Hi,

I think this is very valuable discussion and thank you for starting it.

In general I am +1 for this proposal. I think though we must make it
very clear that this will require a careful handling by committers.
There are at least two cases that come to my mind that we need to be
aware of:

  * this will require strict handling and good communication on PRs
    opened without corresponding JIRA/without being assigned on a JIRA,
    this happens quite a lot,
  * we must make sure this will not increase the number of hotfixes,
  * committers should be active with mentoring efforts (probably more
    than we are currently). I agree that currently there are many PRs
    being opened that lack consensus, proper description etc. There is
    though a number of simpler fixes that are solved and merged quite
    fast now, which might not get enough attention. The new process will
    require us to accept such contribution twice (first allow
    contributor to work on it, second on the PR itself). Right now if we
    see that this contribution is indeed a simple one it happens only
    once on already opened PR.

As I said I am +1 for those changes, but we should try hard so that this
effort improves contributors experience rather than make it harder.

Best,

Dawid

On 25/02/2019 15:31, Kostas Kloudas wrote:
> Really nice idea Timo,
>
> Thanks for taking the initiative to open this discussion.
>
> Although a side-effect, I consider it a big argument about my +1
> the fact that now we create backpressure whenever needed at the
> JIRA level, rather than at the open PR level.
>
> The reason is that not accepting a PR after the contributor has spent
> cycles working on an issue, it can be a lot more demotivating than
> just waiting on the JIRA assignment to be completed.
>
> +1 from my side,
> Kostas
>
>
> On Mon, Feb 25, 2019 at 2:23 PM Timo Walther <twal...@apache.org> wrote:
>
>> Hi everyone,
>>
>> as some of you might have noticed during the last weeks, the Flink
>> community grew quite a bit. A lot of people have applied for contributor
>> permissions and started working on issues, which is great for the growth
>> of Flink!
>>
>> However, we've also observed that managing JIRA and coordinate work and
>> responsibilities becomes more complex as more people are joining. Here
>> are some observations to examplify the current challenges:
>>
>> - There is a high number of concurrent discussion about new features or
>> important refactorings.
>>
>> - JIRA issues are being created for components to:
>>    - represent an implementation plan (e.g. of a FLIP)

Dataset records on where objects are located
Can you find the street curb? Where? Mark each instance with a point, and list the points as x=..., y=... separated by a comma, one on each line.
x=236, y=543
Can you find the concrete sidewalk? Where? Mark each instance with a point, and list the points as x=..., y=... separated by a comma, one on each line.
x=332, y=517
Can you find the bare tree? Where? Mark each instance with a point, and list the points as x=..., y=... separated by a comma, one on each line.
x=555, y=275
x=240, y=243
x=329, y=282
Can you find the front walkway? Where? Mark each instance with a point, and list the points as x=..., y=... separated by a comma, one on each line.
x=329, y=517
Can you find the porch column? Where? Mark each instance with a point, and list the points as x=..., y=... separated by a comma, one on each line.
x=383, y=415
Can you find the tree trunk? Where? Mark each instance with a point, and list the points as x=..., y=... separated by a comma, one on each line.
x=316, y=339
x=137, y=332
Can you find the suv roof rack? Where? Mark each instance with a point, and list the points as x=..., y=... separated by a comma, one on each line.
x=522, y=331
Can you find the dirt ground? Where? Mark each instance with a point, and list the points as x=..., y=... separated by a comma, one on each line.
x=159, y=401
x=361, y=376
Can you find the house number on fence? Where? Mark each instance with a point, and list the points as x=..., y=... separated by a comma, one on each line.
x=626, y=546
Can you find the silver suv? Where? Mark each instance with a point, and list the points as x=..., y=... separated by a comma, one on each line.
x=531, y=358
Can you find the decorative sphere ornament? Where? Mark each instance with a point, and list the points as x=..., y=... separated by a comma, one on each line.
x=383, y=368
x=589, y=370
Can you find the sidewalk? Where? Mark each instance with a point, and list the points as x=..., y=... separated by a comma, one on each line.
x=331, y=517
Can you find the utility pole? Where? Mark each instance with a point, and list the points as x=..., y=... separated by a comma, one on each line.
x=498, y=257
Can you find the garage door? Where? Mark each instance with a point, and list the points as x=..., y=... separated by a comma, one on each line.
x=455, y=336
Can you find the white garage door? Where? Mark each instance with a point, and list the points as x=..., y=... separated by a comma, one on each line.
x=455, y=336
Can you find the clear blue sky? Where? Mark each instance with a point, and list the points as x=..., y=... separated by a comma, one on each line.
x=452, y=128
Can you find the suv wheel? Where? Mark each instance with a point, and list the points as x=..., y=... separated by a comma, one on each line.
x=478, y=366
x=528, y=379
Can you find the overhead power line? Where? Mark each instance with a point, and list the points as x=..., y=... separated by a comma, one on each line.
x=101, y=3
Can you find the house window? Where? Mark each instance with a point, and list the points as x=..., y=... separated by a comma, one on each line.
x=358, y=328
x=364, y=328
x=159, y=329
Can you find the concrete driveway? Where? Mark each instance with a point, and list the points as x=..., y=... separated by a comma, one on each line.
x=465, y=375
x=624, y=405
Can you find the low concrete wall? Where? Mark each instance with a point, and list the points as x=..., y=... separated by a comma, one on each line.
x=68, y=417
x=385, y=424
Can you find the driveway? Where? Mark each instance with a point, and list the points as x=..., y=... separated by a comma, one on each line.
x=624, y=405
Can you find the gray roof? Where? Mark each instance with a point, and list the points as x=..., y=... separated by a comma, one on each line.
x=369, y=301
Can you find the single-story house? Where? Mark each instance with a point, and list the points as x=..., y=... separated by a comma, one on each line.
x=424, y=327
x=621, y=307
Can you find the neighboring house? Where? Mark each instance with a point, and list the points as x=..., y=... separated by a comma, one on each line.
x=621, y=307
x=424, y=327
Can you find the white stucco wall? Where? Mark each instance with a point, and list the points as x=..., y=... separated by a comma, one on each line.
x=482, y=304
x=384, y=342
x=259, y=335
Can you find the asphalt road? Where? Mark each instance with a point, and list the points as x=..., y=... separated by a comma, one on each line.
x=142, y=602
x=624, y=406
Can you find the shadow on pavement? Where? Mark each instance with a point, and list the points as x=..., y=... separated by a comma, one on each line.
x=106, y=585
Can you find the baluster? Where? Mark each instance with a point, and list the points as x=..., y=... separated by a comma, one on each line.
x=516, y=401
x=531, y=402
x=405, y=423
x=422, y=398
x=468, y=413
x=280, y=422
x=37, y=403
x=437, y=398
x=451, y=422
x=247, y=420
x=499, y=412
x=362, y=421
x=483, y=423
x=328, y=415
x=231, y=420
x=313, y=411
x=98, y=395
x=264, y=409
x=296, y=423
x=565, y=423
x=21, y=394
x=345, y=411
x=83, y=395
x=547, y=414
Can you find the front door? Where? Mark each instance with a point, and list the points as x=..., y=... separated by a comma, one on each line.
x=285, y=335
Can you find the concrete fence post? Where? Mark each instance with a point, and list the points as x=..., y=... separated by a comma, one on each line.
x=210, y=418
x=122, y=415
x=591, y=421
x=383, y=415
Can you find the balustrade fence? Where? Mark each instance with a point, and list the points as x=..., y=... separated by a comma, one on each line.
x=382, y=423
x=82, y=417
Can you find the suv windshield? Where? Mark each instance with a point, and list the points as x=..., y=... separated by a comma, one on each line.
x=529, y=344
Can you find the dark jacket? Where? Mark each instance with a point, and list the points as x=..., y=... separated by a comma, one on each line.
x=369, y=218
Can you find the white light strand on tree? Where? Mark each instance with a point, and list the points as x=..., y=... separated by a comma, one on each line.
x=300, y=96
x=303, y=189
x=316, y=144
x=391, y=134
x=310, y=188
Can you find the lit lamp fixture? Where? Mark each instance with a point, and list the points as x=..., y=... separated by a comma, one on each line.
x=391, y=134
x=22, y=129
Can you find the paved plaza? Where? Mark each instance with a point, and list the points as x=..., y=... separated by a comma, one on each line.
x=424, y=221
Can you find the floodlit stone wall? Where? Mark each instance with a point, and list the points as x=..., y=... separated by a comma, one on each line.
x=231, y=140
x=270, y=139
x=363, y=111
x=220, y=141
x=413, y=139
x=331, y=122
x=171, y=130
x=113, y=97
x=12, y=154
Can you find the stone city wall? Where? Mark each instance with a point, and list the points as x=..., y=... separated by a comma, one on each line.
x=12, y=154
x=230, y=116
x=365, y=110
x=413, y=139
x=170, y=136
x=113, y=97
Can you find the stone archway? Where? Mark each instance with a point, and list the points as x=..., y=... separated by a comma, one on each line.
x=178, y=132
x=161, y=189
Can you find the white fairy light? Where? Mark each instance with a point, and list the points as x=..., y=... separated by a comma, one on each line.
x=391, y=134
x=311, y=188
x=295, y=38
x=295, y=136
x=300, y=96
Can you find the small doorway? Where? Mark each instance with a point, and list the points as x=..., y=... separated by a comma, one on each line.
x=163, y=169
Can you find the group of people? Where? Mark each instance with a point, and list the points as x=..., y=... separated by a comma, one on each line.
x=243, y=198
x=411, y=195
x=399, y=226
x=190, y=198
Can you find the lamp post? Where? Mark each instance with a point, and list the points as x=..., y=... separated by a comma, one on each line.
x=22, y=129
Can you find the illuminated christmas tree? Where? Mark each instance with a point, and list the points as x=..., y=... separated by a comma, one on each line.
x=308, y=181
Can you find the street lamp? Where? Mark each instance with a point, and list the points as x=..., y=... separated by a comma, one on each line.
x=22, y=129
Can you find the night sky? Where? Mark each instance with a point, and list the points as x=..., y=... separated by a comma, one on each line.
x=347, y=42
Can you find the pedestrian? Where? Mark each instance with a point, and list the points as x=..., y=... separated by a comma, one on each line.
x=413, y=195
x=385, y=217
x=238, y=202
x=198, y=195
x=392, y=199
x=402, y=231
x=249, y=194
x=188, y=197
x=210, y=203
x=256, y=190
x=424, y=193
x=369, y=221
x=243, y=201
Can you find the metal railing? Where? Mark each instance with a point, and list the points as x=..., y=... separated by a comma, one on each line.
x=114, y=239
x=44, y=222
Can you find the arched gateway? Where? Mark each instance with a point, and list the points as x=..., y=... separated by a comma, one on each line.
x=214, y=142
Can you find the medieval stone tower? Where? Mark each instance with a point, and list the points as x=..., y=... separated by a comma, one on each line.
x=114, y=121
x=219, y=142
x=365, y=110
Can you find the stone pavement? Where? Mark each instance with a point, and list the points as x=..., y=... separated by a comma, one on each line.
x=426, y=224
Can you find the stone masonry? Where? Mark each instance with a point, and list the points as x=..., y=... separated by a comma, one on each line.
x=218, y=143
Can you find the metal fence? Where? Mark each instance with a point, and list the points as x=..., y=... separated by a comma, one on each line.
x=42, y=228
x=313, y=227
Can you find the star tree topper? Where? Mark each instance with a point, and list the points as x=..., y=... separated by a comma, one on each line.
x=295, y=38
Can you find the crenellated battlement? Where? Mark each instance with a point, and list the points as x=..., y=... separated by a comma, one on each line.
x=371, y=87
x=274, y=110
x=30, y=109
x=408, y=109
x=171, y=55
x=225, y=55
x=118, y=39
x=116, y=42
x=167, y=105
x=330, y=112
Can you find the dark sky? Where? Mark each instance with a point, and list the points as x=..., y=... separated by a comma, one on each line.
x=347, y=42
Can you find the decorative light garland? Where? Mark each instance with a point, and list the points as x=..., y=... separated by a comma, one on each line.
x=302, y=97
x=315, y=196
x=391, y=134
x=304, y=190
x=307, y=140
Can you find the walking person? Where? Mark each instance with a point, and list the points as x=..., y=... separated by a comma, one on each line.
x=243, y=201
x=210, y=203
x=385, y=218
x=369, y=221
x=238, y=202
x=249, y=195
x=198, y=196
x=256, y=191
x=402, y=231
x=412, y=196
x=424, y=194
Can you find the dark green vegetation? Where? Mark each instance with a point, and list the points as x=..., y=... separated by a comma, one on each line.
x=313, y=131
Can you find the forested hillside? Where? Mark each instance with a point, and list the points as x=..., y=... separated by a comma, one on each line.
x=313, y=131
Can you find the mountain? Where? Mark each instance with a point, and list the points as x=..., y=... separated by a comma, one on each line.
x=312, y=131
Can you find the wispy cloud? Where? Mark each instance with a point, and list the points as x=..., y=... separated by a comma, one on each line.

## [Requirements]
a. In the email thread about the Flink contribution process, what does Kostas Kloudas say can be more demotivating than waiting on a JIRA assignment?
b. Pick up the email thread about the Flink contribution process from its last line and continue writing it.

## [Responses]
a. Not accepting a PR after the contributor has spent cycles working on an issue.

b.
>>    - track progress of the feature by splitting it into a finer granularity
>>    - coordinate work between contributors/contributor teams
>>
>> - Lack of guidance for new contributors: Contributors don't know which
>> issues to pick but are motivated to work on something.
>>
>> - Contributors pick issues that:
>>    - require very good (historical) knowledge of a component
>>    - need to be implemented in a timely fashion as they block other
>> contributors or a Flink release
>>    - have implicit dependencies on other changes
>>
>> - Contributors open pull requests with a bad description, without
>> consensus, or an unsatisfactory architecture. Shortcomings that could
>> have been solved in JIRA before.
>>
>> - Committers don't open issues because they fear that some "random"
>> contributor picks it up or assign many issues to themselves to "protect"
>> them. Even though they don't have the capacity to solve all of them.
>>
>> I propose to make our JIRA a bit more restrictive:
>>
>> - Don't allow contributors to assign issues to themselves. This forces
>> them to find supporters first. As mentioned in the contribution
>> guidelines [1]: "reach consensus with the community". Only committers
>> can assign people to issues.
>>
>> - Don't allow contributors to set a fixed version or release notes. Only
>> committers should do that after merging the contribution.
>>
>> - Don't allow contributors to set a blocker priority. The release
>> manager should decide about that.
>>
>> As a nice side-effect, it might also impact the number of stale pull
>> requests by moving the consensus and design discussion to an earlier
>> phase in the process.
>>
>> What do you think? Feel free to propose more workflow improvements. Of
>> course we need to check with INFRA if this can be represented in our JIRA.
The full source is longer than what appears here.